◆ Entries shown:
+ + +

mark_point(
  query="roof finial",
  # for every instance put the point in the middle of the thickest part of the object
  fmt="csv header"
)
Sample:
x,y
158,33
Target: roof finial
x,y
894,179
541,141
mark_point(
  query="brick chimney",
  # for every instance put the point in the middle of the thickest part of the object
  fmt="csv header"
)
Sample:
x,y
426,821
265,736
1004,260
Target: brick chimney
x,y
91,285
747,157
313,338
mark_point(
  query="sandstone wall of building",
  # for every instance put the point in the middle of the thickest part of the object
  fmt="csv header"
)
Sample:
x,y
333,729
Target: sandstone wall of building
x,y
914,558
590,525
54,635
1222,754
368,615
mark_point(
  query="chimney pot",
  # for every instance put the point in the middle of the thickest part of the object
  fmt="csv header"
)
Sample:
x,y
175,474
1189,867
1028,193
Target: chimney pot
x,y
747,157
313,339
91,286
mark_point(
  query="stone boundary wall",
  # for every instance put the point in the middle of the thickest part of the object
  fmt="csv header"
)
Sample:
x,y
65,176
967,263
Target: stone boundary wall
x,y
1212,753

+ + +

◆ Instructions for the task:
Write out all the rows above again, swapping "thickest" for "widest" and leaving everything else as it is.

◆ Reply:
mark_point(
  query="roof finial",
  # for every instance put the point in the middle of the widest part of the object
  fmt="csv header"
)
Sample:
x,y
158,33
Target: roof finial
x,y
894,179
541,141
mark_point(
  query="brick chimney",
  # for every instance put the point in the middle of the widest part of the object
  fmt="csv header"
)
Sample:
x,y
426,821
265,736
1004,260
Target: brick chimney
x,y
91,285
747,157
313,338
mark_point(
  query="sandstone wall of building",
  # for every instance put the point in the middle of the widest part of the object
  fmt="csv header"
)
Sample:
x,y
333,729
Target: sandstone wall of building
x,y
914,558
590,525
54,635
1222,754
368,615
mark_point(
  query="chimney pot",
  # for every instance put the point in the middle of the widest part of the object
  fmt="csv header"
)
Sample:
x,y
175,474
1189,867
1028,193
Target: chimney pot
x,y
747,157
313,339
91,286
mark_point(
  query="stone boundary wall",
  # for every instance put the point in the middle of the widest part of the object
  fmt="csv header"
)
Sample:
x,y
65,176
967,263
Target: stone boundary wall
x,y
1212,753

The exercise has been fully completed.